● **WORK REQUEST**
Write out every entry again exactly as it stands.
══ THE RECORDS ══
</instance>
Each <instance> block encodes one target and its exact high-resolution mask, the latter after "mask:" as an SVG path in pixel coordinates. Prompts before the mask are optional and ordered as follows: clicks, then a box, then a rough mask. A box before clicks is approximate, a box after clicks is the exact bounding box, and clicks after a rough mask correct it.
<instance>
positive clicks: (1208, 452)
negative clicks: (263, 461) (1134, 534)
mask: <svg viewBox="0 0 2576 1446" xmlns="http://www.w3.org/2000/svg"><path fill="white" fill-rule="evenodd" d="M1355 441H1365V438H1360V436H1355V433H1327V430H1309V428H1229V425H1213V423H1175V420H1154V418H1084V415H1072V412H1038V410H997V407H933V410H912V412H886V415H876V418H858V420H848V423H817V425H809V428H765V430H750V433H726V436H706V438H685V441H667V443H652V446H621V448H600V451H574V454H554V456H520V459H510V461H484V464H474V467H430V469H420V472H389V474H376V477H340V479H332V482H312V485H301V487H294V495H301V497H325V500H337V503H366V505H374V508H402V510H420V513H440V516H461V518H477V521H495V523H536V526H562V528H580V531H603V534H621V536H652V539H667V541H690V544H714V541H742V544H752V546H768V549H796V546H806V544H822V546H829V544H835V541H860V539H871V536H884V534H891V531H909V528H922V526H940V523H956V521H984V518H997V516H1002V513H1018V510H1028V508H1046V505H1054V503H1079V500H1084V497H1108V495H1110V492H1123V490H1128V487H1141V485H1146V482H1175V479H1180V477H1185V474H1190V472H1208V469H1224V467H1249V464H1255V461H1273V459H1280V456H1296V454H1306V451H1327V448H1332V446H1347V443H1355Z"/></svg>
═══
● **YOUR RESPONSE**
</instance>
Each <instance> block encodes one target and its exact high-resolution mask, the latter after "mask:" as an SVG path in pixel coordinates. Prompts before the mask are optional and ordered as follows: clicks, then a box, then a rough mask. A box before clicks is approximate, a box after clicks is the exact bounding box, and clicks after a rough mask correct it.
<instance>
positive clicks: (1208, 452)
negative clicks: (263, 461) (1134, 534)
mask: <svg viewBox="0 0 2576 1446" xmlns="http://www.w3.org/2000/svg"><path fill="white" fill-rule="evenodd" d="M1355 441H1365V438H1360V436H1355V433H1327V430H1309V428H1229V425H1213V423H1175V420H1154V418H1084V415H1072V412H1038V410H997V407H933V410H912V412H886V415H876V418H858V420H848V423H817V425H809V428H765V430H750V433H726V436H706V438H685V441H667V443H652V446H621V448H600V451H574V454H554V456H520V459H510V461H484V464H474V467H430V469H420V472H389V474H376V477H340V479H332V482H312V485H301V487H294V495H301V497H325V500H337V503H366V505H374V508H402V510H420V513H440V516H461V518H477V521H495V523H536V526H562V528H580V531H603V534H621V536H652V539H667V541H690V544H714V541H742V544H752V546H768V549H796V546H806V544H822V546H829V544H835V541H860V539H871V536H884V534H891V531H909V528H922V526H940V523H956V521H984V518H997V516H1002V513H1018V510H1028V508H1046V505H1054V503H1079V500H1084V497H1108V495H1110V492H1123V490H1128V487H1141V485H1146V482H1175V479H1180V477H1185V474H1190V472H1208V469H1224V467H1249V464H1255V461H1273V459H1280V456H1296V454H1306V451H1327V448H1332V446H1347V443H1355Z"/></svg>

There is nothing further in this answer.